» Brief: In the data, extract each line that holds the string "below".

» Supplied material:
◆ ◆ ◆ ◆ ◆ ◆ ◆
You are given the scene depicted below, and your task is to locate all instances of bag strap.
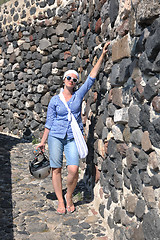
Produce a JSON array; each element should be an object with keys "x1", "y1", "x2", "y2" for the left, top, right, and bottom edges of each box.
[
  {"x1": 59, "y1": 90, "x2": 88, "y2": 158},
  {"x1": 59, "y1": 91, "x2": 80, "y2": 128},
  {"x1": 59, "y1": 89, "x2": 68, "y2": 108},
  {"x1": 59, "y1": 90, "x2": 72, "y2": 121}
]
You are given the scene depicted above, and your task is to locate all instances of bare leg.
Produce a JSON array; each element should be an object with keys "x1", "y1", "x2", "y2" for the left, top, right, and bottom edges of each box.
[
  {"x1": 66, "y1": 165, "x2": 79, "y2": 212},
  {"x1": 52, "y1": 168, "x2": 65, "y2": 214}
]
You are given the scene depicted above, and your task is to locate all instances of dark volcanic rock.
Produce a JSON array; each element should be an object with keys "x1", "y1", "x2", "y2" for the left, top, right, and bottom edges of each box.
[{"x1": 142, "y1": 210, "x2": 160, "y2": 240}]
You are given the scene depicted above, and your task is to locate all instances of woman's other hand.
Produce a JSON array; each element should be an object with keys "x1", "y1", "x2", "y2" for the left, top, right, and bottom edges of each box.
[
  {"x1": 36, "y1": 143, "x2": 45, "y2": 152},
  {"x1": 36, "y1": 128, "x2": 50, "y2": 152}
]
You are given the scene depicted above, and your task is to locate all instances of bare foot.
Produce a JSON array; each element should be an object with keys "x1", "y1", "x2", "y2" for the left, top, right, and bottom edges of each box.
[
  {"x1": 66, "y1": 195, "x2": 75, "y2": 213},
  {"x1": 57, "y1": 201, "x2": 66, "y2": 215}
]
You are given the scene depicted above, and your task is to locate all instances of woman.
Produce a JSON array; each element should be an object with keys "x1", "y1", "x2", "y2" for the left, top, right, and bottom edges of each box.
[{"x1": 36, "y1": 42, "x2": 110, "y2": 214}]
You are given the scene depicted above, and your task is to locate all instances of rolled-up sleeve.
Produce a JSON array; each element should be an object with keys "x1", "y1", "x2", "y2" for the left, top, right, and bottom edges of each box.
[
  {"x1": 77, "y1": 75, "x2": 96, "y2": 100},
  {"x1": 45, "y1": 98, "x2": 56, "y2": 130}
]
◆ ◆ ◆ ◆ ◆ ◆ ◆
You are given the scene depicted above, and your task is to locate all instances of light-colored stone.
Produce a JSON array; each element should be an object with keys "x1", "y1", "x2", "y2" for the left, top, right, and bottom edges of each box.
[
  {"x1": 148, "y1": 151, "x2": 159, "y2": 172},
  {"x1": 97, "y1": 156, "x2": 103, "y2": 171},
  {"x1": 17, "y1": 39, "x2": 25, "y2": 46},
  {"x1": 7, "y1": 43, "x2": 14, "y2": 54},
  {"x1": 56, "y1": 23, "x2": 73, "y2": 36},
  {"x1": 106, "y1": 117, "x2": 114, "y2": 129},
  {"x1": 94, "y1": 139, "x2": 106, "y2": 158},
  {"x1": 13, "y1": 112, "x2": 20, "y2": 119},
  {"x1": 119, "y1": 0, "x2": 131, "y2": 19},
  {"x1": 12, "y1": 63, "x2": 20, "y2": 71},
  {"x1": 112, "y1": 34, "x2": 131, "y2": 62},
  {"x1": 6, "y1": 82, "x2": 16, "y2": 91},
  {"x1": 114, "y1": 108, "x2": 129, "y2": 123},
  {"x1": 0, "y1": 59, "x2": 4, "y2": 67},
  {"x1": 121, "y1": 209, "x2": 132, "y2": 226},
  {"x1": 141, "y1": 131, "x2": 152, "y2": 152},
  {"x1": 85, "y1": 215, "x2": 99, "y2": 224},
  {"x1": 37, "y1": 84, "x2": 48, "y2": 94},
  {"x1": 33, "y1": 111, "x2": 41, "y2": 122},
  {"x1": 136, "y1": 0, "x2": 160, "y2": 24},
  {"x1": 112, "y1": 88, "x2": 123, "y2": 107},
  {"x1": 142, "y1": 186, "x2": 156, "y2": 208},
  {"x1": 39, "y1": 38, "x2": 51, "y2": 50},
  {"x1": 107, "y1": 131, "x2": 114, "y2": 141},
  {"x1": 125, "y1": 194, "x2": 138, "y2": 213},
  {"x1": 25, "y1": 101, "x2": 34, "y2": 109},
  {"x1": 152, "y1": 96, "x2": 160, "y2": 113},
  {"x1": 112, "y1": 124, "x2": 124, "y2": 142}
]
◆ ◆ ◆ ◆ ◆ ◆ ◆
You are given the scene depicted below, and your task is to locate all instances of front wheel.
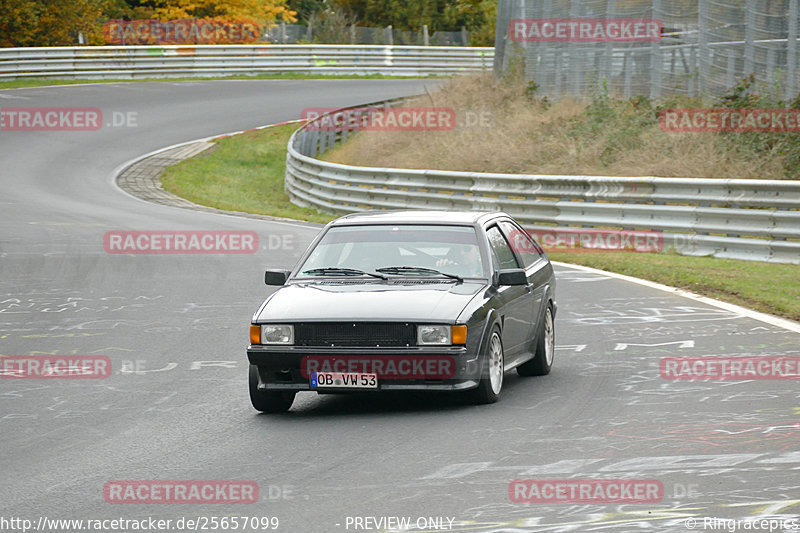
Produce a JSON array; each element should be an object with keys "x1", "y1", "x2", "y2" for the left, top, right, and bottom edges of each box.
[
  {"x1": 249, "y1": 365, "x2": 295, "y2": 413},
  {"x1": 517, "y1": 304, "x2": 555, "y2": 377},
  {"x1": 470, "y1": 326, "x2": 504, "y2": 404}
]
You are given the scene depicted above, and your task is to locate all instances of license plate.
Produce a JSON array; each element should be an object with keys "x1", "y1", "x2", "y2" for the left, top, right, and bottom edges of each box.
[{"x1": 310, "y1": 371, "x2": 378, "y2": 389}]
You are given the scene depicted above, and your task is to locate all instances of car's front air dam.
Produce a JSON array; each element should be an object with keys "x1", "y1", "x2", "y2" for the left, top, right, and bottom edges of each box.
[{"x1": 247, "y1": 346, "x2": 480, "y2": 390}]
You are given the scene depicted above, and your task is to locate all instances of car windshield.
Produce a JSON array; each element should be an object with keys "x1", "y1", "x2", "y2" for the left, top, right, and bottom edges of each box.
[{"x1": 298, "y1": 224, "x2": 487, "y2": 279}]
◆ ◆ ◆ ◆ ◆ ◆ ◆
» Task answer:
You are given the scene depicted below, and your task is to locate all instances of bag strap.
You are given the scene depicted below, and your task is to locate all instances of front wheel.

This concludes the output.